= About this exercise =
Your job is to set down the stretch of entries that opens with the line containing "Target: elongated green leaf" and closes with the line containing "Task: find each instance of the fingers". Keep both end lines, copy each exactly, and add nothing.

= Data shown =
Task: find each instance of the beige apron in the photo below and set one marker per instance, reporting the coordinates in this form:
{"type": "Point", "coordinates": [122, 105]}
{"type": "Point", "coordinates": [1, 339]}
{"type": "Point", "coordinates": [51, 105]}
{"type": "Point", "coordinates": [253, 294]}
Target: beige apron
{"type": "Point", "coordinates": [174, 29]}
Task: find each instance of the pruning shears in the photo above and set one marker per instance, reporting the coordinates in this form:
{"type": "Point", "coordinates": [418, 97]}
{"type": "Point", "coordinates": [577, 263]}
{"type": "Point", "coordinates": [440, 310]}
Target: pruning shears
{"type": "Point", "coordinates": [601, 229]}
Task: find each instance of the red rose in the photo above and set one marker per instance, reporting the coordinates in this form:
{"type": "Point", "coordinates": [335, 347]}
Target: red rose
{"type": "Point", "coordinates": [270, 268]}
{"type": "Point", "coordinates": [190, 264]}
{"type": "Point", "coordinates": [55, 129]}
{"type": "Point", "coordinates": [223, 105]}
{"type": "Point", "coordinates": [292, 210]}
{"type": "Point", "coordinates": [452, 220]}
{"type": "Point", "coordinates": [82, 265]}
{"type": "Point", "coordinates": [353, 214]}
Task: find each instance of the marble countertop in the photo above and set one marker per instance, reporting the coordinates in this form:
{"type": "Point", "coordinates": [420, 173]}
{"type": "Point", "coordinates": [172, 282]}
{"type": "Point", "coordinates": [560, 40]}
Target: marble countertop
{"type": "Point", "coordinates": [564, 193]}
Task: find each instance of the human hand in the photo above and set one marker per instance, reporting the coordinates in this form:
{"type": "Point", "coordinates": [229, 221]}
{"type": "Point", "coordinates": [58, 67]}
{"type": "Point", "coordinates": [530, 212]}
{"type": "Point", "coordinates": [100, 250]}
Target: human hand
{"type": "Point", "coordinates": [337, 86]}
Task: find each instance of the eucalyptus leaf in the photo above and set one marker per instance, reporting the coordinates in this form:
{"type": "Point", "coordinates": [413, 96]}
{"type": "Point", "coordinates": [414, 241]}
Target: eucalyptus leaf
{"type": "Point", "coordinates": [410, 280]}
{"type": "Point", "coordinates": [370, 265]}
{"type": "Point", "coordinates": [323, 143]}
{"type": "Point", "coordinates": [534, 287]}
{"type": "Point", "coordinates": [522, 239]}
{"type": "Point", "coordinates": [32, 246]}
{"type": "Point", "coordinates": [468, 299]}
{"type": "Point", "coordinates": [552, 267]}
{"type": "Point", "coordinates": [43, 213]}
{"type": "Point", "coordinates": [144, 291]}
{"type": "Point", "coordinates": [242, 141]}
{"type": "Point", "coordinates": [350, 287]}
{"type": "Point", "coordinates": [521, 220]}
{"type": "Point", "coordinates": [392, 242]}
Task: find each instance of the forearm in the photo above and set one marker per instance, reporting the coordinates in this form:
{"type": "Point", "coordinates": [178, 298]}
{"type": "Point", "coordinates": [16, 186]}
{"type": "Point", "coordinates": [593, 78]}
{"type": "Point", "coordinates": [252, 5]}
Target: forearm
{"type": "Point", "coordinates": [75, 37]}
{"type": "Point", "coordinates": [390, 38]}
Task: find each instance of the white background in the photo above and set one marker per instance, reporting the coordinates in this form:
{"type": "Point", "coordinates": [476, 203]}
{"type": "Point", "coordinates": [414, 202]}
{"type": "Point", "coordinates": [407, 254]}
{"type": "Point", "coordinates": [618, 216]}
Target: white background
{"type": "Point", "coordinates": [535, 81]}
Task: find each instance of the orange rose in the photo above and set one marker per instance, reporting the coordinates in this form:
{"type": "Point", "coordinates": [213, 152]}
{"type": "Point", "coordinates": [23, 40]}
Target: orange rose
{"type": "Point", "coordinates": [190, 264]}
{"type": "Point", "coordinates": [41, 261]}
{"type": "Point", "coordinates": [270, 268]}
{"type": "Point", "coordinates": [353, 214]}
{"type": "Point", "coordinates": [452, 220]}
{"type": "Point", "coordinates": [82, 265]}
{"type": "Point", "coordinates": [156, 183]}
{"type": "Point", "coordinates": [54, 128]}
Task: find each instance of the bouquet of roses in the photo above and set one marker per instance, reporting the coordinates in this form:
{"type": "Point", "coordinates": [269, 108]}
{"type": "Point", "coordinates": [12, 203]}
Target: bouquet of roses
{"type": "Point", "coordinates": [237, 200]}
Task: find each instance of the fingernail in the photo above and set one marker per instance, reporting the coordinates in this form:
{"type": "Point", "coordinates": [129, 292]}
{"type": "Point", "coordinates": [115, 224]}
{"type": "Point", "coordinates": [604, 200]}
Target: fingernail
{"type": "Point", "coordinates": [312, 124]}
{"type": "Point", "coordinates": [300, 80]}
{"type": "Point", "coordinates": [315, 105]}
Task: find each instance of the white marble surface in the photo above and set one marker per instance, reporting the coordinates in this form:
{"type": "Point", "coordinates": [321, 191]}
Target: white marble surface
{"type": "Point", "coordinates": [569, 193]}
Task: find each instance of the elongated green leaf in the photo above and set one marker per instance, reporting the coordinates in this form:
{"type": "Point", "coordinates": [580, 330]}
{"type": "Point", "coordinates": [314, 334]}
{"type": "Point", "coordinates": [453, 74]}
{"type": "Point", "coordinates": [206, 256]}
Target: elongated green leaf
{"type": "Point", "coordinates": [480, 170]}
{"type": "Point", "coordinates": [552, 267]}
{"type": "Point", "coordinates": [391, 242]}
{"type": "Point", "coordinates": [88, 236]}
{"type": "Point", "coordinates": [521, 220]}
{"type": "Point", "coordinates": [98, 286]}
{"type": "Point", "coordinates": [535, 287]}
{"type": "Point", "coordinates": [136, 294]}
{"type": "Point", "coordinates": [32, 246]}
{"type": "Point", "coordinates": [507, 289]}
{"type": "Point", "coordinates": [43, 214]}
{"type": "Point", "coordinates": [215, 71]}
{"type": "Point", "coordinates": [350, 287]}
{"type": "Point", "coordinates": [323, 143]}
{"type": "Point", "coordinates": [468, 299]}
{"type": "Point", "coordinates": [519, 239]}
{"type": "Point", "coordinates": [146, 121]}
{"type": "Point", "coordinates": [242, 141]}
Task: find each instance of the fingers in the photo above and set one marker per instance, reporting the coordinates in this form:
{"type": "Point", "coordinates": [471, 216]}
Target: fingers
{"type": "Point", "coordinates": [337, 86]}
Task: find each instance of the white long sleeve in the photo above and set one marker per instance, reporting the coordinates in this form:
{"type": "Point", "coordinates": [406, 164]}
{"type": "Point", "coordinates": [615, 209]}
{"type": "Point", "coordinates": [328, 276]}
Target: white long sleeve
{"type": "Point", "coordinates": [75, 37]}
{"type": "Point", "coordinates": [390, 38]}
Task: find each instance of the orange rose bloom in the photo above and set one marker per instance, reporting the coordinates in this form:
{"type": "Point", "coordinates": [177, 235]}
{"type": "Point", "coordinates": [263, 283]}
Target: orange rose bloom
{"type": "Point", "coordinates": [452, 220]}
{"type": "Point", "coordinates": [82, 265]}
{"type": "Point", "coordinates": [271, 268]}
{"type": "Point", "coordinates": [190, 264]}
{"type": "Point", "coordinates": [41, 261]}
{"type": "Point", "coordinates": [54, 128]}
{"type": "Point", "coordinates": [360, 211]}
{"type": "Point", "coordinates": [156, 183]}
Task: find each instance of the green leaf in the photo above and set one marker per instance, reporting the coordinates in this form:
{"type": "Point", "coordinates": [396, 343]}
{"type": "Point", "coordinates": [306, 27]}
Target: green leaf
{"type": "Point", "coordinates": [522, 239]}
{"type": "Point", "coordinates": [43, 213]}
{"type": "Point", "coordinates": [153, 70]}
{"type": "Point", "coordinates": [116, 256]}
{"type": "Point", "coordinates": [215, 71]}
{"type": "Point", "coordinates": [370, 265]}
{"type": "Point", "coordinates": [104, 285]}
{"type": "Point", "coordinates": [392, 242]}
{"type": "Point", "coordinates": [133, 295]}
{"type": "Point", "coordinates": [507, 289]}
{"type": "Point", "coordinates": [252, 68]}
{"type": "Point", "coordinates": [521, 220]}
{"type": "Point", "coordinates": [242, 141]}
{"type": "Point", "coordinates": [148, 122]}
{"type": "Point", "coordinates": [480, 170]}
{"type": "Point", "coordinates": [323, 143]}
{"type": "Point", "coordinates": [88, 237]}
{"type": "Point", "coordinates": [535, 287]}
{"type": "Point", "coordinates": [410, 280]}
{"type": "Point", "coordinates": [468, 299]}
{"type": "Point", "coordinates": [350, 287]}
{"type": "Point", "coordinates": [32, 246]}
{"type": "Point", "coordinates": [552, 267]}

= Solution for this task =
Target: elongated green leaf
{"type": "Point", "coordinates": [480, 170]}
{"type": "Point", "coordinates": [552, 267]}
{"type": "Point", "coordinates": [391, 242]}
{"type": "Point", "coordinates": [88, 236]}
{"type": "Point", "coordinates": [521, 220]}
{"type": "Point", "coordinates": [98, 286]}
{"type": "Point", "coordinates": [535, 287]}
{"type": "Point", "coordinates": [136, 294]}
{"type": "Point", "coordinates": [32, 246]}
{"type": "Point", "coordinates": [507, 289]}
{"type": "Point", "coordinates": [43, 214]}
{"type": "Point", "coordinates": [215, 71]}
{"type": "Point", "coordinates": [350, 287]}
{"type": "Point", "coordinates": [323, 143]}
{"type": "Point", "coordinates": [468, 299]}
{"type": "Point", "coordinates": [519, 239]}
{"type": "Point", "coordinates": [146, 121]}
{"type": "Point", "coordinates": [242, 141]}
Task: find each instance of the fingers in the photo above and set one marker per instance, reporting the coordinates in this form:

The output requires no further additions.